**What to work on**
1. For the text on costs of complying with the new rules, decide whether each statement agrees with it: (a) The city-owned facility spent more than $30,000 to comply. (b) About $66 million of the nursing home costs would be offset by taxpayers through Medicaid. (c) Assisted living facilities were estimated to face costs of $121.3 million. Answer each with yes or no and quote the deciding words.
2. Using the text on costs of complying with the new rules, explain in one to three sentences why taxpayers would not offset the costs to assisted living facilities.

The city-owned facility sits on a large tract of land, so getting necessary permits for fuel storage wasn’t problematic. Moreover, Gay said the facility spent less than $30,000 on plans and construction to comply with the new rules. That’s far less than the $250,000 the state provided veterans nursing homes to purchase generators.

The Legislature estimated industry-wide costs for nursing homes to comply with the rules would be $121.3 million over the first five years, about $66 million of which would be offset by taxpayers through Medicaid. The cost to assisted living facilities was estimated to be $243 million. Because ALFs generally don’t treat Medicaid patients, those cost wouldn’t be offset by taxpayers.

Susan Anderson, vice president of public policy and legal affairs for Florida Senior Living, the trade association that represents some of the state’s largest ALFs, pointed to high costs of compliance..   

“It’s a large (financial) burden coming in a very short space of time,” Anderson said.

**Listed records**
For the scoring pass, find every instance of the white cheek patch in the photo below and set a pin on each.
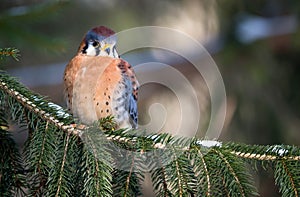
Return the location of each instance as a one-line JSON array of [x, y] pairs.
[[91, 51]]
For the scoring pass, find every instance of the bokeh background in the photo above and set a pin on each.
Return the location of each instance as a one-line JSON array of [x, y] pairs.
[[256, 45]]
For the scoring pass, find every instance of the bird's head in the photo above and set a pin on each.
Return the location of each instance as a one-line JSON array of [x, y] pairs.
[[99, 41]]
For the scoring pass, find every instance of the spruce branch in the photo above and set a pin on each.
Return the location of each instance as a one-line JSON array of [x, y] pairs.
[[58, 152]]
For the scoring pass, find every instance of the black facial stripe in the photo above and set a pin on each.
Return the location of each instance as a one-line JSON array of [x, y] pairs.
[[85, 48]]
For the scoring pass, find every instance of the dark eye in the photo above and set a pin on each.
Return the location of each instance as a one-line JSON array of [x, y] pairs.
[[96, 43]]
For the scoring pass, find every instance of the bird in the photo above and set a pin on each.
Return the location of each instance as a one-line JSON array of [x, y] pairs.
[[98, 83]]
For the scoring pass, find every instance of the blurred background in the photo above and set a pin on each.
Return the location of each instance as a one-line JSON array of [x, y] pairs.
[[256, 45]]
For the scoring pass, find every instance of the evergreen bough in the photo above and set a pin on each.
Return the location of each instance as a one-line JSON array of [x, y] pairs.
[[61, 158]]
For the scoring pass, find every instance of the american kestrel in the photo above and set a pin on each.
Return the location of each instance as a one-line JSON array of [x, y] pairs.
[[98, 83]]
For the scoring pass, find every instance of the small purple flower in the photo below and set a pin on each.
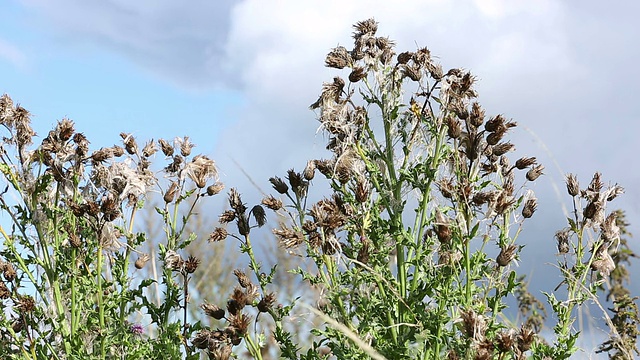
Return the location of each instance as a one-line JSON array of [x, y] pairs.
[[136, 329]]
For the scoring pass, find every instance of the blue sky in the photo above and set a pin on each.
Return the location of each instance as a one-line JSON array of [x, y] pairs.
[[238, 76], [101, 90]]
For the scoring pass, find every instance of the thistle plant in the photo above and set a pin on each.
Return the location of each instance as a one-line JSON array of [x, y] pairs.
[[411, 255]]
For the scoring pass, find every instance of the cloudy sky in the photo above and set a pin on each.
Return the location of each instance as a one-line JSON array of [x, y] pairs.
[[238, 76]]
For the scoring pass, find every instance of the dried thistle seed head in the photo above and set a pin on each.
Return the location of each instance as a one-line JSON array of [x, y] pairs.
[[201, 169], [525, 338], [266, 302], [259, 214], [530, 207], [185, 145], [64, 129], [309, 170], [507, 254], [495, 123], [213, 310], [218, 234], [535, 172], [562, 237], [101, 155], [610, 231], [495, 137], [272, 203], [412, 72], [129, 143], [474, 325], [279, 185], [142, 261], [215, 189], [525, 162], [227, 217], [358, 73], [298, 184], [191, 265], [502, 148], [243, 279], [573, 188], [171, 192], [338, 58], [173, 261]]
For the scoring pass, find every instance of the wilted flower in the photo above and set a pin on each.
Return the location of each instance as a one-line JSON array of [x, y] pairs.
[[507, 254], [200, 170]]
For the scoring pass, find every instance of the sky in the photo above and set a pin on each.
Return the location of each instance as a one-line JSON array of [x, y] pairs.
[[237, 77]]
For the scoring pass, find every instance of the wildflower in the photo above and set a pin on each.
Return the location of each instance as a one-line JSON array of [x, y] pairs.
[[529, 207], [191, 264], [235, 201], [171, 192], [136, 329], [172, 260], [243, 279], [227, 217], [9, 272], [142, 261]]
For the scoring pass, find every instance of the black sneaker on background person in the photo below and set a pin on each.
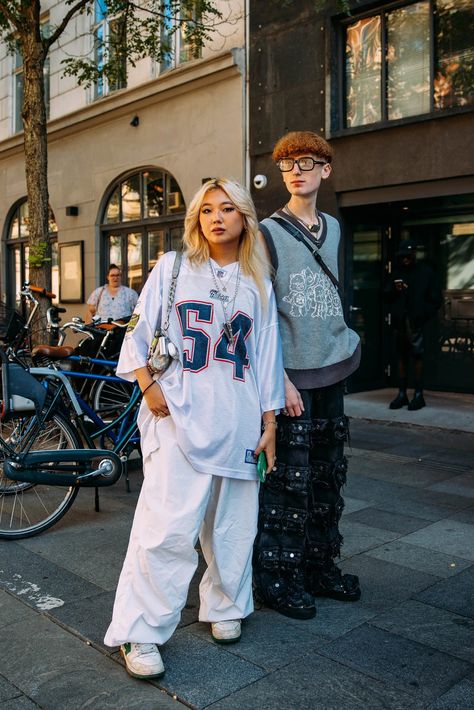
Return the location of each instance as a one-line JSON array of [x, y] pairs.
[[418, 402], [400, 401]]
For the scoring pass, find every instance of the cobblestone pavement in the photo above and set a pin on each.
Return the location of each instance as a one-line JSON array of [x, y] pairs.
[[408, 643]]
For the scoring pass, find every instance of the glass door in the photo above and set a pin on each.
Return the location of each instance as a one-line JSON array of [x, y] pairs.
[[366, 310]]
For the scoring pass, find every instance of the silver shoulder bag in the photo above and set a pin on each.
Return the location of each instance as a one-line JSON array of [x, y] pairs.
[[162, 351]]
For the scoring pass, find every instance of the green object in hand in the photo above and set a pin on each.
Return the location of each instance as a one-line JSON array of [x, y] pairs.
[[262, 466]]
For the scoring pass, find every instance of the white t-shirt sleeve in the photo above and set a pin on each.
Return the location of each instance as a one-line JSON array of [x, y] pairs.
[[270, 373], [140, 331]]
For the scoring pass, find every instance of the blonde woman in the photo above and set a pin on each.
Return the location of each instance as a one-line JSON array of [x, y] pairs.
[[202, 424]]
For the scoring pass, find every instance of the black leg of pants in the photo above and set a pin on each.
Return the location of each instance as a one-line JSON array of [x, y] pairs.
[[300, 503]]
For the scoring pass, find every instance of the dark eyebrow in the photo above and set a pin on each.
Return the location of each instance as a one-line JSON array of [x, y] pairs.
[[226, 202]]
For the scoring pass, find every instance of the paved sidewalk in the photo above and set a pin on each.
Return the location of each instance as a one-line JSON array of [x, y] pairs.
[[409, 534], [444, 410]]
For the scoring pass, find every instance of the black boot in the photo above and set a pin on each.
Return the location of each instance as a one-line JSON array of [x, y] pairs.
[[418, 402], [285, 595], [335, 585], [400, 401]]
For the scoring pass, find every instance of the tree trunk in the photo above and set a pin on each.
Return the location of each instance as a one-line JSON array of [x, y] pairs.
[[36, 156]]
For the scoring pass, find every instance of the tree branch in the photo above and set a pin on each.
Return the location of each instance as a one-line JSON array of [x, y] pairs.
[[15, 21], [64, 22]]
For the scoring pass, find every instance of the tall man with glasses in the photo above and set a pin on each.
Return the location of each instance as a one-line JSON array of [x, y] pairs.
[[300, 504]]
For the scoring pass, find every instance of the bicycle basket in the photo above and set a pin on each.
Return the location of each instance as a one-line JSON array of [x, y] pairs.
[[11, 323], [21, 392]]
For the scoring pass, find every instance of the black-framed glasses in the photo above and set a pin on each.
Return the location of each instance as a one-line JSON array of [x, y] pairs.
[[306, 163]]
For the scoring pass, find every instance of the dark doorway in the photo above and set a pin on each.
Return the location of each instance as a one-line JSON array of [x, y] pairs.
[[443, 229]]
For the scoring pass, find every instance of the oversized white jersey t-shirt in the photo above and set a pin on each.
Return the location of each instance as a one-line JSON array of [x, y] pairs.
[[215, 392]]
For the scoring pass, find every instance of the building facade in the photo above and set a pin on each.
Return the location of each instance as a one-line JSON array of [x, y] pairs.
[[124, 160], [391, 86]]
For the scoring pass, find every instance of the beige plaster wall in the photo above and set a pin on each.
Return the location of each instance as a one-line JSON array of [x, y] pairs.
[[194, 134]]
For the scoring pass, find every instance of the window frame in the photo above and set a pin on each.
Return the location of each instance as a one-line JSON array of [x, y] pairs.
[[177, 46], [167, 221], [105, 24], [339, 107], [10, 244], [18, 71]]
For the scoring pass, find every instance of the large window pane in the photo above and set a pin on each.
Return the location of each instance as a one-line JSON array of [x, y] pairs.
[[115, 249], [24, 221], [174, 198], [363, 72], [131, 198], [17, 275], [134, 260], [156, 246], [454, 74], [460, 245], [55, 270], [176, 238], [408, 59], [117, 34], [112, 211], [153, 183], [18, 102]]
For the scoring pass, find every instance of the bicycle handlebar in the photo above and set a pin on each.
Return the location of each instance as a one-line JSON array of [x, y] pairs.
[[37, 289]]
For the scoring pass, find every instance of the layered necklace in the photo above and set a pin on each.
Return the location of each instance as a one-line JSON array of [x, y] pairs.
[[313, 228], [225, 300]]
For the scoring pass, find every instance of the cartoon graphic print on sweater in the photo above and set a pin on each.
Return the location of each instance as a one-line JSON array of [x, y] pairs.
[[312, 292]]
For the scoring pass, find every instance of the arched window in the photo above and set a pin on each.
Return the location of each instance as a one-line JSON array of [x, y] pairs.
[[17, 243], [142, 218]]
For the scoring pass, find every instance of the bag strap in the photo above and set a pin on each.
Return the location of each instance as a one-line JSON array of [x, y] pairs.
[[270, 246], [98, 300], [297, 234], [174, 279]]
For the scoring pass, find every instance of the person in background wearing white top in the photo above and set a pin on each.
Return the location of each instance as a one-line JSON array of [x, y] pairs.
[[112, 300], [202, 424]]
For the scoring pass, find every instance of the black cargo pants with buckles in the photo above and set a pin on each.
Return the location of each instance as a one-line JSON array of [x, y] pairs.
[[300, 503]]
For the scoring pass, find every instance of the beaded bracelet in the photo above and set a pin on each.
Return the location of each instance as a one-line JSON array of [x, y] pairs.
[[148, 386]]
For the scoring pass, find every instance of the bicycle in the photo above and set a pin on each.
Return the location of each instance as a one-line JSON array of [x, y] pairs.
[[44, 426], [15, 330]]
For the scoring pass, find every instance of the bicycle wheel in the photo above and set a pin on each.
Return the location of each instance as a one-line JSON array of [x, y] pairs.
[[27, 509], [109, 399]]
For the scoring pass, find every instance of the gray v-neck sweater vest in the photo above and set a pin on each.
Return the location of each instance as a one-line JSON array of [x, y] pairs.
[[319, 349]]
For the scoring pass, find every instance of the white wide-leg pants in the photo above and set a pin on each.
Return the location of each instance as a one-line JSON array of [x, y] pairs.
[[176, 505]]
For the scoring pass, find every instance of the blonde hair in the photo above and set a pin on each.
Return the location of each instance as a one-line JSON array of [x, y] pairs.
[[251, 258]]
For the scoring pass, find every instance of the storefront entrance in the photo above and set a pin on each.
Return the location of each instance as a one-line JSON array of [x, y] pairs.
[[443, 229]]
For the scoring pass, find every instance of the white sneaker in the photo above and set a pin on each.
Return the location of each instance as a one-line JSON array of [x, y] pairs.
[[143, 660], [226, 631]]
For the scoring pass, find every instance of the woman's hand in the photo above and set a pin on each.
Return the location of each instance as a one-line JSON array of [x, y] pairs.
[[156, 401], [267, 444], [293, 402]]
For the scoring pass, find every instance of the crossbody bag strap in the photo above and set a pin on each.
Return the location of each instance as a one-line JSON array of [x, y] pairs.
[[297, 234], [171, 292], [100, 296], [270, 246]]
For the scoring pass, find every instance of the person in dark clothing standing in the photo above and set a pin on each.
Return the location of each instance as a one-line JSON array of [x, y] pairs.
[[298, 535], [414, 297]]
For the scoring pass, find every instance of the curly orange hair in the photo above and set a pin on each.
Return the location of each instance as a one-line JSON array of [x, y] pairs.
[[297, 142]]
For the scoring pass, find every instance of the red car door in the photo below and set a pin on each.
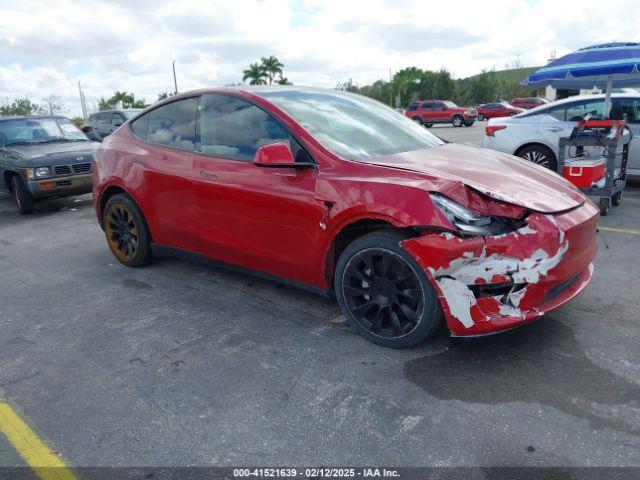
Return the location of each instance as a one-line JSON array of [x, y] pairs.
[[262, 218], [426, 112], [440, 112], [167, 163]]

**Solved tasks**
1.
(a) No: "the facility spent less than $30,000 on plans and construction to comply with the new rules."
(b) Yes: "about $66 million of which would be offset by taxpayers through Medicaid."
(c) No: "The cost to assisted living facilities was estimated to be $243 million."

2. Assisted living facilities generally don't treat Medicaid patients. Taxpayers offset part of the nursing home costs through Medicaid, so this offset wouldn't apply to assisted living facilities.